INFORMATION GIVEN
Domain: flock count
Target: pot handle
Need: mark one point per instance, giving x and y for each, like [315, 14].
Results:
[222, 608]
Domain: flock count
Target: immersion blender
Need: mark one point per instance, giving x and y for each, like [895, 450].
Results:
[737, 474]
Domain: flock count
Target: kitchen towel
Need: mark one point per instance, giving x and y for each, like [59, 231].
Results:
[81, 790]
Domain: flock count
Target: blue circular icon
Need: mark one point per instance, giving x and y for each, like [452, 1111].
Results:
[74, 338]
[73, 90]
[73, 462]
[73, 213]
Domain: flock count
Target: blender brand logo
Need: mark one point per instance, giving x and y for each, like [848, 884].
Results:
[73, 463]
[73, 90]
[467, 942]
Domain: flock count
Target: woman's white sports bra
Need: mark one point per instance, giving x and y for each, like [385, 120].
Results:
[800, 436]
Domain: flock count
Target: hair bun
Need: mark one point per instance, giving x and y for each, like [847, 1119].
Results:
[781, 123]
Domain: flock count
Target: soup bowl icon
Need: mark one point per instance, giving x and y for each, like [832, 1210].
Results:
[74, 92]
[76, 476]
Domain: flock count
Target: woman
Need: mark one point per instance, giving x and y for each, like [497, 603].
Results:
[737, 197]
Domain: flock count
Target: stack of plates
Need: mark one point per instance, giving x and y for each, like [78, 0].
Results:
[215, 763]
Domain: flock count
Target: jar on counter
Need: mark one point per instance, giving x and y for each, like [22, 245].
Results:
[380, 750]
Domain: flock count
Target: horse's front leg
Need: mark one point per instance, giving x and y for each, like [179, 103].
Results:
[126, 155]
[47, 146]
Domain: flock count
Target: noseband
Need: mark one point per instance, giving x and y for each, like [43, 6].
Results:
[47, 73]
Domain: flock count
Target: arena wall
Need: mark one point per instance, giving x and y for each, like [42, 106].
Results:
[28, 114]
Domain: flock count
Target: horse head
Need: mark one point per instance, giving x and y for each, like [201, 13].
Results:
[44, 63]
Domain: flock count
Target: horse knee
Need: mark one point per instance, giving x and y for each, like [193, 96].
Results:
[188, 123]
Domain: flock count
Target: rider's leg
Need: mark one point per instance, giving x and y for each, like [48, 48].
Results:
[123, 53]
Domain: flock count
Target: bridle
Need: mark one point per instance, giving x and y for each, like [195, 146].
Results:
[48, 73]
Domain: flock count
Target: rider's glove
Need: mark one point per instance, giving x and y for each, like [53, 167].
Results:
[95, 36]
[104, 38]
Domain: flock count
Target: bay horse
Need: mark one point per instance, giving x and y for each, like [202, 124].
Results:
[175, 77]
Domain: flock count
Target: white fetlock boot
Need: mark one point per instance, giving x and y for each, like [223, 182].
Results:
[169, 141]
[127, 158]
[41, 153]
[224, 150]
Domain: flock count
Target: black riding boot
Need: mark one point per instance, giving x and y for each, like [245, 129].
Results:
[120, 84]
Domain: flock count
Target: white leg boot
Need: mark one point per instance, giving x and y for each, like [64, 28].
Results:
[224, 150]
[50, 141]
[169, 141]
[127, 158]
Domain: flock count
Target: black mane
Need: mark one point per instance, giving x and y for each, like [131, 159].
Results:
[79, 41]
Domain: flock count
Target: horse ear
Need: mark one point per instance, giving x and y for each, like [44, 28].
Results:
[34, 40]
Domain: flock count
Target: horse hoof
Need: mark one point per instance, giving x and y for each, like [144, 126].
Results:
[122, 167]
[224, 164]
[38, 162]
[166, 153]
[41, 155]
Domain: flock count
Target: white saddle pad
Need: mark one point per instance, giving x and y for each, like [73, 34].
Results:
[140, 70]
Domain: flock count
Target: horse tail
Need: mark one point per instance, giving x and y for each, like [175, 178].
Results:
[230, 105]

AIM
State how many lines above contain the word "woman". Answer with the number alone.

TASK RESPONSE
2